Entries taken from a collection
>> Start

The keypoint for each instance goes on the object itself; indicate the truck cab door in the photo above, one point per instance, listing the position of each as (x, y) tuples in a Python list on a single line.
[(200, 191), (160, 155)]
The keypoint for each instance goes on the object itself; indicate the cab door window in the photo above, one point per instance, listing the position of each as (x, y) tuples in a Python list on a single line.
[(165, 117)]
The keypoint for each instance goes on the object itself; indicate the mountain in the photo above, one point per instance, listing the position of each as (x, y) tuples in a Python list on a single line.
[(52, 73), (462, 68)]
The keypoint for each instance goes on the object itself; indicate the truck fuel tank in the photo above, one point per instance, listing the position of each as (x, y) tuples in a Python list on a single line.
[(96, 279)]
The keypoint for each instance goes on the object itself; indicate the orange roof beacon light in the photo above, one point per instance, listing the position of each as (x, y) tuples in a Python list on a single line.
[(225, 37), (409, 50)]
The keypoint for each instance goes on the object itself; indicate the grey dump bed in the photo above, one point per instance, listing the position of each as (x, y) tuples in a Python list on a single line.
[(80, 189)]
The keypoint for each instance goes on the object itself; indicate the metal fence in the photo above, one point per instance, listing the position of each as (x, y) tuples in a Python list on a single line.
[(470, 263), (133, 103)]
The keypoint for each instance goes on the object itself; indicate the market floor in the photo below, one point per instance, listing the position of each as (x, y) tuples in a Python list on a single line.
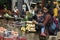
[(30, 36)]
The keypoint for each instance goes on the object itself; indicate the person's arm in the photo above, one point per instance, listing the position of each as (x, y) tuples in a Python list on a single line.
[(47, 18)]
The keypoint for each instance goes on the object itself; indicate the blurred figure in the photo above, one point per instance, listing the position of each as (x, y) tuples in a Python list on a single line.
[(48, 5), (38, 20)]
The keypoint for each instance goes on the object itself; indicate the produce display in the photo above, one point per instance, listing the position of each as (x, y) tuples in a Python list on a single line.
[(29, 26)]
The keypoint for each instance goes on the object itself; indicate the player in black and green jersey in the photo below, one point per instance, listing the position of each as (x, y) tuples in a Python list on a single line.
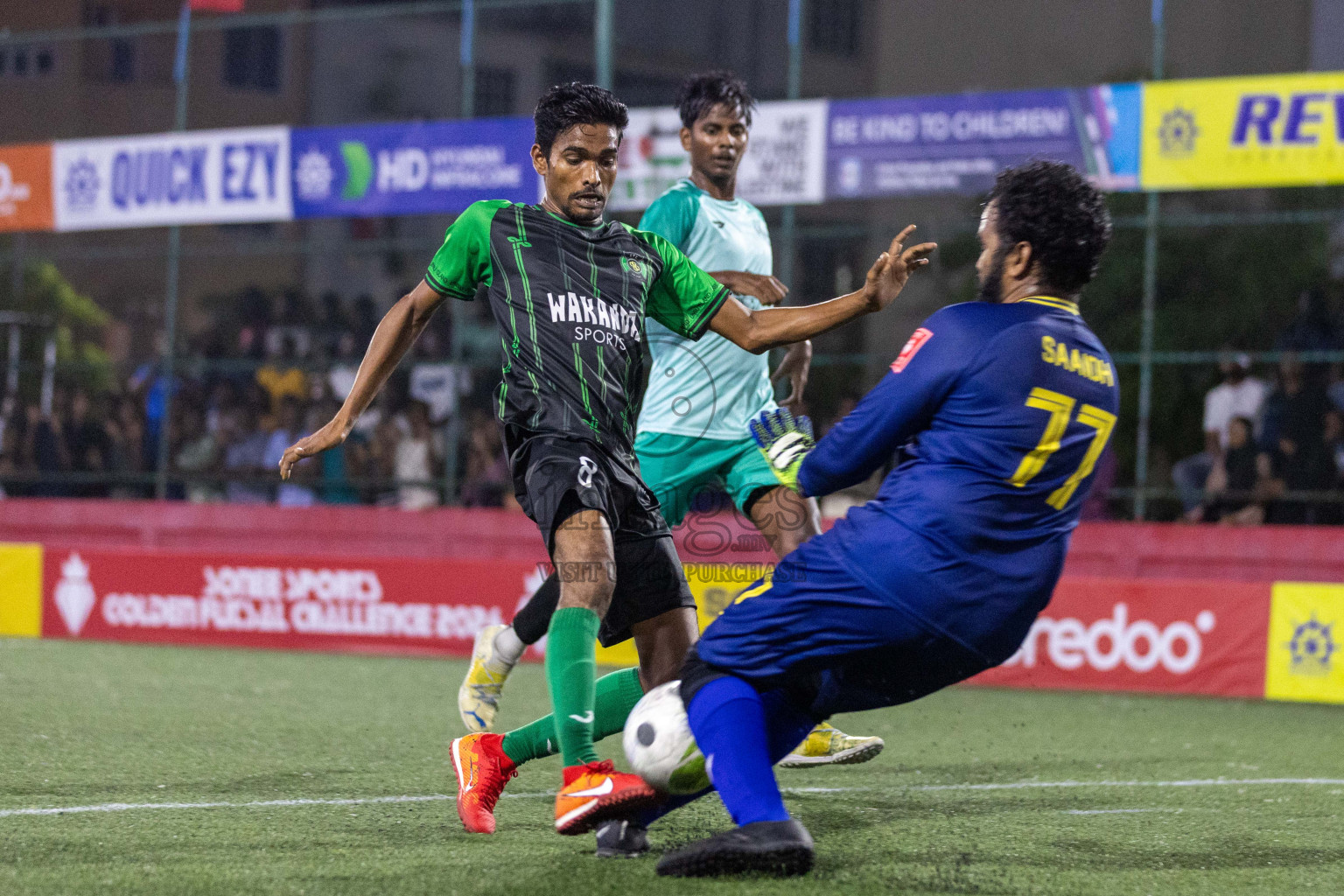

>> End

# To be done:
Switch "Python list" to "JSON array" throughout the entries above and change nothing else. Leave the pictures out of your answer.

# Exercise answer:
The keypoint for each instance goes on the object itself; indicate the truck cab door in the photo above, one point per instance, listing the position of each as (x, y) tuples in a JSON array on a single line.
[(200, 191), (160, 155)]
The keypoint for each instance goes on the object itself; indicate the cab door window in the photo above, one point per instance, listing the position of each as (x, y) tuples in a JSON array on a single line.
[(165, 117)]
The keypoint for each instance goes on the object itself; indicate the mountain in the photo above, one point per instance, listing the position of each as (x, y) tuples in a JSON array on a single line.
[(52, 73), (462, 68)]
The keypoint for each instance goes on the object itself; indicate the truck fuel tank in the photo above, one point per instance, listing the position of each as (x, y) tuples in a JSON array on a single line.
[(96, 279)]
The keypoint for each instance goes on the object itself; indicate the orange roof beacon light in the photo above, one point per instance, listing the position of each as (x, y) tuples in a JSON array on a single line.
[(225, 37), (409, 50)]
The keypoint for each instance goes on the object itself; indicate the grey dump bed in the photo above, one point per instance, listing the position of each as (x, y) tuples in a JSON array on a single line.
[(80, 189)]
The keypoint for each instance goes on the object itself; indicate the metal fence in the photo above, one point per instance, listing the position of each as (x, y) tuples in a JSON array on a single line.
[(470, 263), (133, 103)]
The keypoint for each instance goes on the object itself; indicate the market floor in the photo below, one point per instance, listing the position of each as (x, y) tuples in a JSON array on a single line.
[(30, 36)]
The keypoint for each instance goes on the object itself; indicate the person's arm in the photo above, one point per instance, listing the position of each as (x, y) tuples in a JSON array on a single line.
[(47, 18)]
The keypoint for each instance goes on the object itself; indicate the blurred figure in the photo above, one point per instance, listing the position of each as (x, y) tuples in a JSON array on a single line.
[(48, 5), (38, 20)]
The keypoint for each instance goes on the object itself; indicate the produce display in the photo above, one point per instance, listing the position of each as (x, y) tuples in a JSON array on a single line.
[(29, 26)]
The keypoint for each instance goes on the object itself; indicate the player in black and green jersey in the photo below, one point per instance, listing the position of each as (x, y) tuples in a JSON array on a single line.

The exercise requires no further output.